*VOTRE TÂCHE*. Poursuivez le texte sur le trafic de Captagon à partir de sa dernière phrase.

Si une partie des stupéfiants sont fabriqués au Liban, des responsables sécuritaires libanais, cités par les médias locaux et "Time", affirment que de très grandes quantités de Captagon sont actuellement produites en Syrie. Les trafiquants acheminent ensuite la marchandise vers le pays du Cèdre, d’où le produit est ensuite transporté en petite quantité, guère plus qu’une dizaine de kilos, par des ressortissants syriens via des vols commerciaux en direction du Golfe.
Tantôt cachés dans des climatiseurs, des chauffe-eau industriels, des camions remorques ou des boîtes de pâtisseries, les pilules sont quasiment toutes destinées à être vendues en Arabie saoudite. Le royaume wahhabite a saisi près de 70 millions de pilules de Captagon l’an dernier, ce qui représente selon les autorités seulement 10% du trafic de ce stupéfiant.

*Entrées de données enregistrées*.
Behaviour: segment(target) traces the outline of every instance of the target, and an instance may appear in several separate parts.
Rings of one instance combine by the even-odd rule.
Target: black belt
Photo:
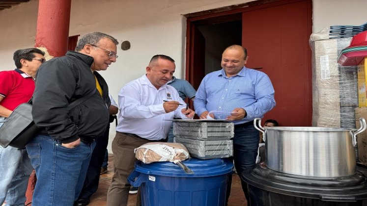
[[[243,128],[244,127],[247,127],[252,125],[254,125],[254,120],[251,122],[246,122],[246,123],[240,124],[239,125],[234,125],[234,128]]]

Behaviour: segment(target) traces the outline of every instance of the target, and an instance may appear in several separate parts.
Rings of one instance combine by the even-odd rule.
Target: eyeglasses
[[[28,60],[31,61],[32,59],[38,60],[38,61],[39,61],[41,62],[41,64],[44,63],[46,61],[46,59],[42,59],[42,58],[39,58],[39,59],[38,58],[32,58],[31,59],[28,59]]]
[[[109,56],[109,57],[110,57],[110,58],[113,58],[113,57],[115,57],[115,58],[117,58],[117,57],[118,57],[118,55],[117,55],[117,54],[116,54],[116,53],[114,52],[112,52],[112,51],[110,51],[110,50],[107,50],[107,49],[104,49],[104,48],[101,48],[101,47],[98,47],[98,46],[97,46],[97,45],[94,45],[94,44],[89,44],[89,45],[90,45],[91,46],[93,46],[93,47],[97,47],[97,48],[99,48],[99,49],[101,49],[101,50],[104,50],[104,51],[106,51],[106,52],[107,52],[107,53],[109,53],[109,54],[108,54],[108,56]]]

*RÉSULTAT OBTENU*.
"En quelques opérations, les trafiquants peuvent récolter facilement 300 millions de dollars [217 millions d’euros, NDLR], ce qui fait beaucoup d’armes", explique à "Time" le colonel Ghassan Chamseddine, le chef du Bureau de lutte anti-drogue libanais, qui insinue que l’argent généré est réinvestit dans l’achat d’armes pour la rébellion syrienne.
Le Hezbollah impliqué aussi ?
Financer les armes par la drogue n’est pas un phénomène nouveau au Moyen-Orient, ni même exceptionnel sur un théâtre de guerre. En son temps, le Liban fût un haut lieu du trafic de drogue pendant la guerre qui a dévasté le pays entre 1975 et 1990. Pour se financer et acheter des armes, les milices et les seigneurs de guerre libanais se sont livrés aux très lucratifs trafics de cocaïne, d’héroïne et de cannabis, gros pourvoyeurs de cash en très peu de temps.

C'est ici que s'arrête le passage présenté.